■ Extrait fourni

● ● ● ● ● ● ●

Réf : TA Paris ord., 25 octobre 2024, Société Pulita Vendôme, req. n° 2426918
Le juge des référés du Tribunal administratif de Paris a rappelé, à l’occasion d’une ordonnance du 25 octobre 2024, que le délai de validité des offres ne peut être prolongé qu’à condition d’obtenir l’accord de l’intégralité des soumissionnaires.
Au cas d’espèce, le Théâtre de l’Odéon, établissement public à caractère industriel et commercial, et donc pouvoir adjudicateur, avait lancé en mars 2024 une procédure de publicité et de mise en concurrence pour l’attribution d’un marché public de prestations de nettoyage de ses locaux.
Le délai de validité des offres prévu par le règlement de consultation arrivant à expiration, le Théâtre de l’Odéon a demandé aux sept soumissionnaires en lice d’accepter une prolongation du délai de validité des offres.
La société Pulita Vendôme, titulaire sortante, ayant refusé cette demande, l’acheteur lui a indiqué que la procédure se poursuivrait alors sans elle.
Saisi d’un référé précontractuel de la part de cet entreprise, le Tribunal administratif de Paris annule la décision du Théâtre de l’Odéon de poursuivre la procédure de mise en concurrence, car le refus de la société Pulita Vendôme de prolonger le délai de validité des offres y faisait nécessairement obstacle (I.).

● ● ● ● ● ● ●

Reproduisez à l'identique le passage du texte sur la prolongation du délai de validité des offres qui va de « Au cas d’espèce, le » jusqu'à « validité des offres. ».

● ● ● ● ● ● ●

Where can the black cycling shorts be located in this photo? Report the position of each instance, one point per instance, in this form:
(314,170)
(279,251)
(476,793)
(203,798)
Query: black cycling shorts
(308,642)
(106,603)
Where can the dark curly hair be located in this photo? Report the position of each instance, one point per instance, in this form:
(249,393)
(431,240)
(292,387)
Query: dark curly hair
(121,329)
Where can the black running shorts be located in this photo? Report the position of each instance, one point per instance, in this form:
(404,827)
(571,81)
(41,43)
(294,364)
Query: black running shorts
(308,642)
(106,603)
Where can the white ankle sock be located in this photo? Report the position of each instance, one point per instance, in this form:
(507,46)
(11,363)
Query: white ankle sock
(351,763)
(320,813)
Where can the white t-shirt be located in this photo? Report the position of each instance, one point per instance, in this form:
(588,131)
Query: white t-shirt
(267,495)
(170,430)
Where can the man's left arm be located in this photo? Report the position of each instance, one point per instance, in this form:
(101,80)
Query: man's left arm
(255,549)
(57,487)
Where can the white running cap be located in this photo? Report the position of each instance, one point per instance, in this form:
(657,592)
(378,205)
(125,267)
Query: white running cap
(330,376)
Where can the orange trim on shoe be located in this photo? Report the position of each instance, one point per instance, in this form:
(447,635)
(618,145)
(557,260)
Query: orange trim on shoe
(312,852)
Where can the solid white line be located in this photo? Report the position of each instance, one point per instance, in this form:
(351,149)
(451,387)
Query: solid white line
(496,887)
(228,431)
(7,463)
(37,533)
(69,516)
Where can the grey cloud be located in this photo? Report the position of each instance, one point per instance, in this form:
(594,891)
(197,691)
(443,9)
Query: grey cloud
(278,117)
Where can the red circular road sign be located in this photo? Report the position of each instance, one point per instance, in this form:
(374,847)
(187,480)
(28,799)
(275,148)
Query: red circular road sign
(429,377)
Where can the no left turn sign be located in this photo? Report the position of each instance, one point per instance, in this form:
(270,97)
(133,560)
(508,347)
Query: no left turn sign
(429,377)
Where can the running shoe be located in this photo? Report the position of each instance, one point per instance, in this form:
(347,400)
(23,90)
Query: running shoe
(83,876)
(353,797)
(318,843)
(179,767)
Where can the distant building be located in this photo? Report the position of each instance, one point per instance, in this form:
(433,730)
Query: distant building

● ● ● ● ● ● ●

■ Tâche accomplie
Au cas d’espèce, le Théâtre de l’Odéon, établissement public à caractère industriel et commercial, et donc pouvoir adjudicateur, avait lancé en mars 2024 une procédure de publicité et de mise en concurrence pour l’attribution d’un marché public de prestations de nettoyage de ses locaux.
Le délai de validité des offres prévu par le règlement de consultation arrivant à expiration, le Théâtre de l’Odéon a demandé aux sept soumissionnaires en lice d’accepter une prolongation du délai de validité des offres.